§ **COMPITI**
a – Riscrivi il tratto dell'estratto da "Rilevato che mancava" fino a "custodito, avevano confermato.", sostituendo "custodia" con "conservazione".
b – Secondo l'estratto, per quali due ragioni i Giudici non hanno ammesso la prova testimoniale sulla scrittura privata?

I Giudici quindi, nel ritenere inammissibile la prova testimoniale articolata, contraddittoriamente – dopo avere ritenuto la mancanza della diligenza necessaria nel lasciare la scrittura privata de qua nella casa di vacanza – aveva poi affermato che non era dimostrata la circostanza che il documento si trovasse nel luogo in cui era avvenuto il furto: quest’ultima circostanza era comunque risultata provata in base a quanto affermato dal Tribunale, dalla sentenza penale del Pretore di Carbonia e non contestato da controparte; in ogni caso, nel caso di dubbio sarebbe dovuta ammettersi la relativa prova.

Rilevato che mancava un parte della motivazione (non trascritta) i ricorrenti censurano la motivazione con la quale era stato ritenuta non diligente la custodia del documento, quando l’art. 2724 n. 3 cit. richiede solo la mancanza di colpa ossia la diligenza del buon padre di famiglia che le modalità del furto, avvenuto in edificio custodito, avevano confermato.

3.2. – Il motivo è infondato. a) Le considerazioni formulate a proposito della posizione del Fi. ovvero la mancanza delle condizioni dal medesimo invocate per l’acquisto dell’immobile valevano necessariamente e logicamente anche per la T. la quale con la domanda di intervento, in via subordinata (al mancato riconoscimento dell’usucapione) aveva invocato quale coniuge in regime di comunione dei beni l’acquisto della proprietà del bene per effetto dell’avvenuto trasferimento in favore del marito acquirente. b) Premesso che le frasi della motivazione mancanti non sono tali da inficiare la comprensione del ragionamento dei Giudici, la prova testimoniale richiesta per dimostrare l’esistenza e il contenuto della scrittura privata invocata dal Fi. non è stata ammessa sulla base di una duplice motivazione, avendo i Giudici ritenuto in primo luogo che non era stata fornita la dimostrazione della presenza del documento nel luogo in cui era avvenuto il furto e che comunque lo stesso non era stato custodito con la diligenza richiesta.

§ **DATI FORNITI**
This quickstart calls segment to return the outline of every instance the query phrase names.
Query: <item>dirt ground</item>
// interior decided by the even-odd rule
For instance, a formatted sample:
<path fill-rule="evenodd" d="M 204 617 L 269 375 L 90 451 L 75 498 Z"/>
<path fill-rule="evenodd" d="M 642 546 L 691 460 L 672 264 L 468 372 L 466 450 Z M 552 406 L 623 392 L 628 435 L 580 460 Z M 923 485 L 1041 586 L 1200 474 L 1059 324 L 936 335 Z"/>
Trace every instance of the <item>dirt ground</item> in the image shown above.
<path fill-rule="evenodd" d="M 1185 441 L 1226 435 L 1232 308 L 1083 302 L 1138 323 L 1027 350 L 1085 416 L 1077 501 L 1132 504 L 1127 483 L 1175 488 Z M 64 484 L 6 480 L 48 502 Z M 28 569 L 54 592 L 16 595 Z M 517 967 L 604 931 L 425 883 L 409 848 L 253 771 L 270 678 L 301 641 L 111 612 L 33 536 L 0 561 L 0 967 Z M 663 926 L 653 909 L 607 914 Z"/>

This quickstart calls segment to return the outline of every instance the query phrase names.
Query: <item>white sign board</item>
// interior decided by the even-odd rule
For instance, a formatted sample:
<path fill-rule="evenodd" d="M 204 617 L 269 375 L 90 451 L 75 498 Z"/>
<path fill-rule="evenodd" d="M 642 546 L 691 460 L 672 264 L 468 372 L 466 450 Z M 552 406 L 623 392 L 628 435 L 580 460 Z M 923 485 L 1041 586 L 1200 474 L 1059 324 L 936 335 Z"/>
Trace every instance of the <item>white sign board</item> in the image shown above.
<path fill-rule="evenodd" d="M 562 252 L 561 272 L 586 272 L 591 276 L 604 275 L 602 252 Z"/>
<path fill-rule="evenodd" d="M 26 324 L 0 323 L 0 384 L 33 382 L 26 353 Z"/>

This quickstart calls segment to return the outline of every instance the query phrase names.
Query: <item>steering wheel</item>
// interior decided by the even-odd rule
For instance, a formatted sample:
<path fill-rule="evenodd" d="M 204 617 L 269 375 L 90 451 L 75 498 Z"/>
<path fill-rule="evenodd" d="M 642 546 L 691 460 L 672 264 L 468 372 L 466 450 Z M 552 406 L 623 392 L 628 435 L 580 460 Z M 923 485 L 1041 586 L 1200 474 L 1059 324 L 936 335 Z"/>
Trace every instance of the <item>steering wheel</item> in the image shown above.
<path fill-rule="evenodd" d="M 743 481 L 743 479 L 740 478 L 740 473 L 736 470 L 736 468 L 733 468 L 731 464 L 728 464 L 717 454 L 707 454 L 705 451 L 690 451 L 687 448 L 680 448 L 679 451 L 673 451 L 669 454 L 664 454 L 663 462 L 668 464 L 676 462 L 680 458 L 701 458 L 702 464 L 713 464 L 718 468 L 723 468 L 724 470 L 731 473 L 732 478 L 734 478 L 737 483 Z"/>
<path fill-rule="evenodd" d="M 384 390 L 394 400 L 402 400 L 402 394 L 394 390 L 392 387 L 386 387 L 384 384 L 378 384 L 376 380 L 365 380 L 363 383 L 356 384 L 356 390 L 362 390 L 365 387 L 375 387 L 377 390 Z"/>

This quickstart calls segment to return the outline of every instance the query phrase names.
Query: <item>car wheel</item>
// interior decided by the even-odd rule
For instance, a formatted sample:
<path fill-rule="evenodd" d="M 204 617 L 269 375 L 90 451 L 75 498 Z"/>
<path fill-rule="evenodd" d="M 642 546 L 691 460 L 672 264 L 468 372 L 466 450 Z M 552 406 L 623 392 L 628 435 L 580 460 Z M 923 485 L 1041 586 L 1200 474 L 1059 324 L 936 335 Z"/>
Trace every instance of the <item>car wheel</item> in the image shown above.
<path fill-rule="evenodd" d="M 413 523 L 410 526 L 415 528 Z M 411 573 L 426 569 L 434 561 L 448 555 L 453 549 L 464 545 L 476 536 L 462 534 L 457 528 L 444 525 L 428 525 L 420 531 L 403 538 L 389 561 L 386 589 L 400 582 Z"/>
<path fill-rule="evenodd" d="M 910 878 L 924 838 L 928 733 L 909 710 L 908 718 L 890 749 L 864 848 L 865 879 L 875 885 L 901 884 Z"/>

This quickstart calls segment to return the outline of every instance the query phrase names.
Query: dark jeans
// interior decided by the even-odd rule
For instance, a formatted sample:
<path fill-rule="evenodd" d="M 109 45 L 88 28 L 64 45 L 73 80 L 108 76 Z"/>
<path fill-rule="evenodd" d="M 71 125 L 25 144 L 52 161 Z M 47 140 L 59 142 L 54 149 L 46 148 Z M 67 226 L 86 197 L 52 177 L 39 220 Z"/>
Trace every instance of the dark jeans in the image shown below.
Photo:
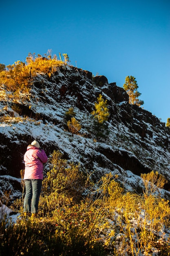
<path fill-rule="evenodd" d="M 42 180 L 25 180 L 26 194 L 24 201 L 24 212 L 36 213 L 38 211 Z"/>

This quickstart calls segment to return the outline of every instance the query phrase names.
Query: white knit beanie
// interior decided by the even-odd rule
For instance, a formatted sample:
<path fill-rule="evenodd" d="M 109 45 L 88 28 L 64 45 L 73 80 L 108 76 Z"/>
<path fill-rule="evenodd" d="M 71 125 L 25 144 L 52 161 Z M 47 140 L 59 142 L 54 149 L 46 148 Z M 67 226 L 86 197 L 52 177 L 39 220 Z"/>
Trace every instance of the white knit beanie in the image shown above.
<path fill-rule="evenodd" d="M 38 141 L 36 141 L 36 140 L 34 140 L 33 141 L 31 142 L 31 145 L 32 145 L 33 146 L 35 146 L 37 148 L 40 147 L 40 144 L 38 143 Z"/>

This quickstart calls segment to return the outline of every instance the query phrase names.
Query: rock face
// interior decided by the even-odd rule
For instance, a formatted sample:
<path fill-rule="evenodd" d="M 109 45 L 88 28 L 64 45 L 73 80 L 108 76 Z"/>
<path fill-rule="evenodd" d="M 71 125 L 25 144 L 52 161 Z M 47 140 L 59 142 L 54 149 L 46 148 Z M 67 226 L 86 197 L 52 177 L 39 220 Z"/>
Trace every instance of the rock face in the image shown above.
<path fill-rule="evenodd" d="M 23 95 L 14 101 L 4 93 L 8 107 L 2 99 L 0 175 L 20 177 L 23 155 L 35 139 L 49 155 L 59 149 L 64 158 L 80 163 L 82 171 L 95 171 L 96 179 L 111 172 L 121 182 L 127 170 L 140 176 L 154 170 L 166 176 L 169 189 L 170 128 L 151 113 L 130 105 L 123 88 L 109 84 L 104 76 L 93 77 L 89 71 L 63 65 L 50 77 L 38 74 L 29 100 Z M 102 127 L 91 114 L 99 94 L 107 99 L 110 113 Z M 66 112 L 71 108 L 82 125 L 81 136 L 68 130 Z"/>

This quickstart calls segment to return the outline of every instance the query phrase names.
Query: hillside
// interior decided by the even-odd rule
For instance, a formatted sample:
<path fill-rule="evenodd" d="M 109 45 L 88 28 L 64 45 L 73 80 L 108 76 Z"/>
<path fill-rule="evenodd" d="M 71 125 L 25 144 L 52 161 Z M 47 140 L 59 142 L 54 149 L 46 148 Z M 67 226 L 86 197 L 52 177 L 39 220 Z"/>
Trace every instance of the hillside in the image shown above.
<path fill-rule="evenodd" d="M 29 61 L 0 72 L 0 256 L 170 255 L 169 128 L 104 76 Z M 99 125 L 91 113 L 100 94 L 110 116 Z M 49 158 L 32 219 L 20 172 L 35 139 Z"/>
<path fill-rule="evenodd" d="M 110 115 L 99 129 L 91 113 L 99 94 L 107 99 Z M 20 177 L 23 155 L 36 139 L 49 156 L 59 150 L 83 171 L 93 172 L 96 181 L 111 173 L 127 190 L 140 192 L 141 173 L 154 170 L 166 177 L 169 190 L 170 129 L 151 113 L 130 105 L 125 91 L 106 77 L 63 64 L 50 76 L 38 73 L 29 92 L 19 97 L 2 85 L 0 97 L 2 182 L 7 180 L 4 175 L 12 176 L 16 187 L 13 177 Z M 70 108 L 82 126 L 79 135 L 68 131 Z"/>

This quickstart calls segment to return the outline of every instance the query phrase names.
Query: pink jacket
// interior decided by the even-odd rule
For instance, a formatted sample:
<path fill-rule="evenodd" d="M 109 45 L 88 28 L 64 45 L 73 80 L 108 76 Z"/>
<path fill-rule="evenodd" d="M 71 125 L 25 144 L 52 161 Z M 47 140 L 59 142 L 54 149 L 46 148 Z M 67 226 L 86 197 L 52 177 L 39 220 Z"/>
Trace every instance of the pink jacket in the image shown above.
<path fill-rule="evenodd" d="M 29 145 L 24 157 L 25 173 L 24 180 L 43 179 L 43 165 L 48 160 L 44 151 Z"/>

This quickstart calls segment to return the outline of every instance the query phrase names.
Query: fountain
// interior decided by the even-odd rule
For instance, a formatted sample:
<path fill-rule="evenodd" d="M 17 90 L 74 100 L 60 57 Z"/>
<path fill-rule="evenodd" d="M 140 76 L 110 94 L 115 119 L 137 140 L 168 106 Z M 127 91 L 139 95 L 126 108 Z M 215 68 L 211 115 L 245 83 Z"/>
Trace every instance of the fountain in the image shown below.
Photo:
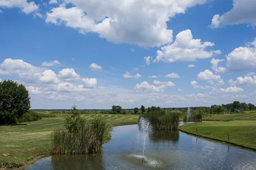
<path fill-rule="evenodd" d="M 191 112 L 191 109 L 190 109 L 190 108 L 188 108 L 188 110 L 187 112 L 187 115 L 188 116 L 188 121 L 187 122 L 193 122 L 193 117 L 192 116 L 192 113 Z"/>
<path fill-rule="evenodd" d="M 142 132 L 142 136 L 143 138 L 143 142 L 142 143 L 143 148 L 143 162 L 144 160 L 144 152 L 146 149 L 146 141 L 147 138 L 148 137 L 148 135 L 152 131 L 152 128 L 150 123 L 148 120 L 144 118 L 141 118 L 139 121 L 138 124 L 140 130 Z"/>

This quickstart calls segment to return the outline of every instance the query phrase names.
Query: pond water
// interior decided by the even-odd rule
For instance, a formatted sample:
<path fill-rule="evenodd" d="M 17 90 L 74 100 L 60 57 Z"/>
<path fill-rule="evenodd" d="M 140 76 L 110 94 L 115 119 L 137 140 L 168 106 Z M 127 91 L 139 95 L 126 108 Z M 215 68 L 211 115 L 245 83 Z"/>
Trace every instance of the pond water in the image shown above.
<path fill-rule="evenodd" d="M 178 131 L 153 132 L 145 143 L 137 125 L 114 127 L 111 134 L 101 153 L 50 156 L 25 169 L 256 170 L 256 152 Z"/>

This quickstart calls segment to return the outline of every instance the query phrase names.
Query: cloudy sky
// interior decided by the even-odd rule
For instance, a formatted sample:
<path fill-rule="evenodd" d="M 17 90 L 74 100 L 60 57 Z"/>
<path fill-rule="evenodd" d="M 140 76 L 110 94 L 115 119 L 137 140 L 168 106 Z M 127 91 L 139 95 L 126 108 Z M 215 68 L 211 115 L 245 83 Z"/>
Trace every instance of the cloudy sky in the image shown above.
<path fill-rule="evenodd" d="M 255 0 L 0 0 L 0 79 L 32 108 L 256 98 Z"/>

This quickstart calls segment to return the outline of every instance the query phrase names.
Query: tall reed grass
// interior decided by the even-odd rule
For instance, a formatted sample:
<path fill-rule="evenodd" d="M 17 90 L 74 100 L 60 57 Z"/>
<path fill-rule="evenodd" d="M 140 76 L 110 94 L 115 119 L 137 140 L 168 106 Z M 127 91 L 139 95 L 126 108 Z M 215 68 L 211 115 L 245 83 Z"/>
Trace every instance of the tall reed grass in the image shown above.
<path fill-rule="evenodd" d="M 154 130 L 177 130 L 180 113 L 179 111 L 155 110 L 140 115 L 139 121 L 143 117 L 146 119 Z"/>
<path fill-rule="evenodd" d="M 89 154 L 101 151 L 105 133 L 108 133 L 105 119 L 96 116 L 86 123 L 78 115 L 76 119 L 72 119 L 72 116 L 66 119 L 69 122 L 65 123 L 66 129 L 59 128 L 52 133 L 52 154 Z"/>

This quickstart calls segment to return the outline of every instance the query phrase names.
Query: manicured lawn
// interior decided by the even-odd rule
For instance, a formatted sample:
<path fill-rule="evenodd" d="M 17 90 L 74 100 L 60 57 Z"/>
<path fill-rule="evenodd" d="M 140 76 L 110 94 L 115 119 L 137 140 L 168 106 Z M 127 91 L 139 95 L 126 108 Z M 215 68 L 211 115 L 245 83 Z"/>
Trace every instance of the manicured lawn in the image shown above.
<path fill-rule="evenodd" d="M 51 133 L 58 127 L 63 127 L 64 118 L 67 114 L 57 115 L 56 117 L 22 123 L 16 125 L 0 126 L 0 168 L 3 164 L 10 167 L 18 165 L 33 159 L 41 154 L 49 154 L 51 141 Z M 81 115 L 89 121 L 95 114 Z M 128 123 L 136 123 L 138 115 L 97 115 L 104 116 L 109 125 L 114 126 Z M 9 153 L 11 156 L 4 156 Z M 2 165 L 1 165 L 2 164 Z"/>
<path fill-rule="evenodd" d="M 256 150 L 256 121 L 211 121 L 191 123 L 179 127 L 181 130 L 195 135 L 197 134 L 196 129 L 199 136 Z"/>
<path fill-rule="evenodd" d="M 256 113 L 243 114 L 225 114 L 204 116 L 203 120 L 256 120 Z"/>

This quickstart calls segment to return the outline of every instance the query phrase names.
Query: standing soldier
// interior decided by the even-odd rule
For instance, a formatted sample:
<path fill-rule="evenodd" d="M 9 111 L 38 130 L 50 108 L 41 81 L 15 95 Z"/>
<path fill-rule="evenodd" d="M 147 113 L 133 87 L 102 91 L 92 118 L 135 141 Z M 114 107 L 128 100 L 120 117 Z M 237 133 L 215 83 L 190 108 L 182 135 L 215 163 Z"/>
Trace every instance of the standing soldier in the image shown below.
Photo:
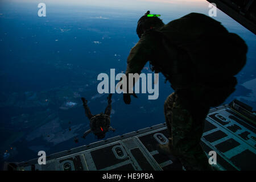
<path fill-rule="evenodd" d="M 126 77 L 140 74 L 147 61 L 165 76 L 175 92 L 164 105 L 170 138 L 167 145 L 160 146 L 160 152 L 176 156 L 187 170 L 210 170 L 200 144 L 204 120 L 210 107 L 234 91 L 234 76 L 245 64 L 247 46 L 203 14 L 191 13 L 167 24 L 159 16 L 148 11 L 139 20 L 140 39 L 127 58 Z M 126 104 L 131 95 L 123 93 Z"/>

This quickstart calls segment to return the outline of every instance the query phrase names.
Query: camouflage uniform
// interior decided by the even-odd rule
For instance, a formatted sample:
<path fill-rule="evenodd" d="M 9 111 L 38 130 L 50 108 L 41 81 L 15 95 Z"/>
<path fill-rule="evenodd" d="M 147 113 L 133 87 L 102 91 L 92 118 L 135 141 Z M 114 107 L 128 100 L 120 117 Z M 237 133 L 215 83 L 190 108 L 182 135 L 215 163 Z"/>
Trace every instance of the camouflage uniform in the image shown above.
<path fill-rule="evenodd" d="M 206 37 L 208 32 L 214 33 L 217 38 L 221 37 L 221 33 L 224 36 L 231 34 L 218 22 L 202 14 L 191 13 L 156 30 L 146 31 L 127 59 L 126 75 L 130 73 L 139 74 L 149 61 L 152 69 L 162 73 L 171 84 L 175 92 L 167 97 L 164 105 L 166 123 L 171 136 L 168 147 L 172 154 L 188 170 L 211 169 L 200 145 L 205 118 L 210 107 L 223 102 L 234 90 L 237 84 L 233 73 L 222 72 L 218 65 L 213 64 L 216 62 L 213 63 L 214 59 L 218 58 L 213 55 L 214 59 L 210 60 L 209 51 L 204 46 L 208 44 L 214 51 L 222 50 L 218 50 L 216 45 L 210 47 L 212 42 L 208 43 L 200 39 L 201 35 Z M 238 40 L 238 48 L 241 48 L 239 43 L 243 42 L 236 35 L 232 36 L 230 39 L 234 38 Z M 221 44 L 218 41 L 215 43 Z M 232 50 L 228 51 L 232 52 Z M 241 52 L 241 58 L 237 61 L 242 60 L 244 63 L 234 72 L 240 71 L 245 64 L 243 53 L 244 52 Z M 223 65 L 228 61 L 224 57 Z M 200 64 L 195 64 L 192 59 Z M 215 72 L 210 75 L 208 68 L 205 68 L 207 67 L 210 69 L 212 67 Z M 221 75 L 222 72 L 224 75 Z"/>

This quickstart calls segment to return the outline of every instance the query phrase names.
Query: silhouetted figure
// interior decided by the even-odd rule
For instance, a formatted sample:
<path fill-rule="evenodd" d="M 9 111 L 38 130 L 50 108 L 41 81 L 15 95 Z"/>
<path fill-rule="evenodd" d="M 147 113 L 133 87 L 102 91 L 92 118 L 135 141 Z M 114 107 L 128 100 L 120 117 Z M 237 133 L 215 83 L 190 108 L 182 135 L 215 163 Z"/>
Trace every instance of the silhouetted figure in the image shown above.
<path fill-rule="evenodd" d="M 105 110 L 105 113 L 100 113 L 96 115 L 92 114 L 87 105 L 87 101 L 84 97 L 81 98 L 85 115 L 90 119 L 90 129 L 84 133 L 82 138 L 85 138 L 85 136 L 92 131 L 97 136 L 98 139 L 102 139 L 105 137 L 106 133 L 109 130 L 115 131 L 115 129 L 110 126 L 112 97 L 112 94 L 110 93 L 107 98 L 108 106 Z"/>
<path fill-rule="evenodd" d="M 175 92 L 164 102 L 170 138 L 160 148 L 178 158 L 187 170 L 211 169 L 200 144 L 205 118 L 210 107 L 235 90 L 234 76 L 246 63 L 247 46 L 204 14 L 192 13 L 164 24 L 150 13 L 138 22 L 140 39 L 128 56 L 125 74 L 127 78 L 129 73 L 140 74 L 149 61 L 153 71 L 164 76 Z M 131 95 L 123 94 L 126 104 Z"/>

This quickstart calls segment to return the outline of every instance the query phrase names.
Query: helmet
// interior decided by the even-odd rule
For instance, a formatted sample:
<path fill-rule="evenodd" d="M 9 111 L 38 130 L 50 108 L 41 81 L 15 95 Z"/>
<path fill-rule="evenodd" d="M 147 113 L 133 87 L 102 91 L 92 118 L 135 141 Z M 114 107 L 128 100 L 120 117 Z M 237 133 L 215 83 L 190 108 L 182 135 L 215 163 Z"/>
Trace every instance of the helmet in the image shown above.
<path fill-rule="evenodd" d="M 158 16 L 160 15 L 151 15 L 150 11 L 147 11 L 138 21 L 137 28 L 136 32 L 141 38 L 144 31 L 153 28 L 158 28 L 163 26 L 164 24 Z"/>

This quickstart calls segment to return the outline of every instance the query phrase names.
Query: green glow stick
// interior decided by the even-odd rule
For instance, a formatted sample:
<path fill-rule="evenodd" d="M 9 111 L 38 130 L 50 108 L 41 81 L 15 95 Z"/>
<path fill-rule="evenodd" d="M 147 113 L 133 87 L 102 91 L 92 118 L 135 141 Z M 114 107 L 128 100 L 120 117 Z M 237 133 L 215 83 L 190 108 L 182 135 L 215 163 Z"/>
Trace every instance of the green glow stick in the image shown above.
<path fill-rule="evenodd" d="M 147 17 L 160 16 L 161 16 L 161 15 L 156 15 L 155 14 L 149 14 L 147 15 Z"/>

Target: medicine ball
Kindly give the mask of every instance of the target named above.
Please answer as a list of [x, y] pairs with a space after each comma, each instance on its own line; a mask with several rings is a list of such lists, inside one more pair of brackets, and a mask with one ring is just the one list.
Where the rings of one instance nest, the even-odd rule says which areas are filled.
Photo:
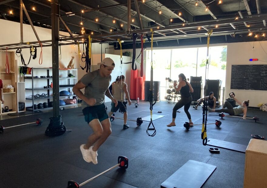
[[36, 110], [36, 109], [37, 109], [37, 104], [35, 104], [34, 105], [33, 105], [33, 106], [34, 106], [34, 107], [33, 108], [35, 110]]
[[59, 96], [70, 95], [70, 93], [67, 91], [62, 91], [59, 92]]
[[49, 102], [48, 103], [48, 107], [53, 107], [53, 101]]
[[64, 101], [62, 100], [59, 100], [59, 106], [62, 106], [63, 105], [66, 105], [66, 103], [64, 102]]
[[37, 107], [38, 108], [38, 109], [39, 109], [41, 108], [43, 108], [44, 107], [43, 106], [43, 104], [42, 103], [39, 103], [38, 105], [37, 105]]
[[48, 103], [47, 102], [44, 102], [43, 103], [43, 106], [44, 108], [47, 108], [48, 107]]

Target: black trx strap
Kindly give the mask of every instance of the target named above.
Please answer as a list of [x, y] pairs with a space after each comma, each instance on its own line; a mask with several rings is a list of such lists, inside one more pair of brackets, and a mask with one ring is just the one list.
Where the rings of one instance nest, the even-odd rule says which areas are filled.
[[210, 43], [210, 37], [212, 33], [213, 29], [211, 29], [210, 31], [209, 31], [208, 32], [208, 42], [207, 43], [207, 61], [206, 62], [206, 70], [205, 72], [205, 86], [206, 87], [204, 91], [204, 96], [205, 97], [204, 102], [203, 102], [203, 110], [202, 115], [203, 115], [202, 119], [202, 130], [201, 132], [201, 139], [202, 140], [203, 145], [204, 146], [207, 145], [208, 142], [208, 139], [207, 138], [207, 122], [208, 121], [207, 118], [207, 111], [208, 110], [208, 98], [206, 98], [206, 96], [207, 96], [207, 90], [208, 89], [208, 86], [207, 85], [207, 70], [208, 69], [208, 53], [209, 46]]
[[[132, 69], [134, 70], [135, 70], [137, 68], [136, 67], [136, 64], [135, 63], [135, 49], [136, 48], [135, 41], [137, 39], [137, 34], [133, 33], [133, 60], [132, 61]], [[134, 67], [134, 65], [135, 65], [135, 68]]]
[[[21, 63], [23, 65], [25, 65], [25, 61], [23, 58], [23, 56], [22, 55], [22, 50], [21, 48], [18, 48], [16, 51], [16, 55], [18, 57], [20, 57], [20, 59], [21, 60]], [[18, 54], [19, 54], [18, 55]]]
[[[82, 61], [83, 62], [85, 62], [86, 61], [86, 55], [85, 55], [85, 54], [84, 53], [84, 45], [85, 45], [85, 50], [86, 50], [86, 44], [85, 44], [84, 43], [83, 43], [83, 55], [82, 55]], [[84, 60], [83, 59], [84, 59]], [[84, 67], [84, 68], [83, 68], [83, 70], [85, 68], [85, 67]], [[83, 69], [83, 68], [82, 68], [82, 69]]]
[[[154, 136], [156, 135], [156, 129], [153, 124], [153, 122], [152, 120], [152, 111], [153, 110], [153, 106], [156, 104], [157, 102], [157, 100], [155, 99], [155, 102], [153, 103], [153, 61], [152, 61], [152, 57], [153, 53], [152, 53], [153, 50], [153, 34], [154, 32], [153, 32], [152, 29], [150, 29], [150, 30], [151, 31], [152, 36], [151, 36], [151, 67], [150, 69], [150, 94], [149, 96], [149, 103], [150, 104], [150, 107], [149, 109], [150, 109], [150, 122], [149, 122], [149, 124], [148, 126], [147, 127], [147, 135], [150, 136]], [[133, 57], [133, 58], [134, 58]], [[150, 126], [152, 125], [153, 127], [153, 128], [150, 128]], [[154, 132], [152, 134], [150, 134], [148, 133], [148, 131], [154, 131]]]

§ **SOLUZIONI**
a –
Rilevato che mancava un parte della motivazione (non trascritta) i ricorrenti censurano la motivazione con la quale era stato ritenuta non diligente la conservazione del documento, quando l’art. 2724 n. 3 cit. richiede solo la mancanza di colpa ossia la diligenza del buon padre di famiglia che le modalità del furto, avvenuto in edificio custodito, avevano confermato.

b – Non era stata dimostrata la presenza del documento nel luogo del furto, e il documento non era comunque stato custodito con la diligenza richiesta.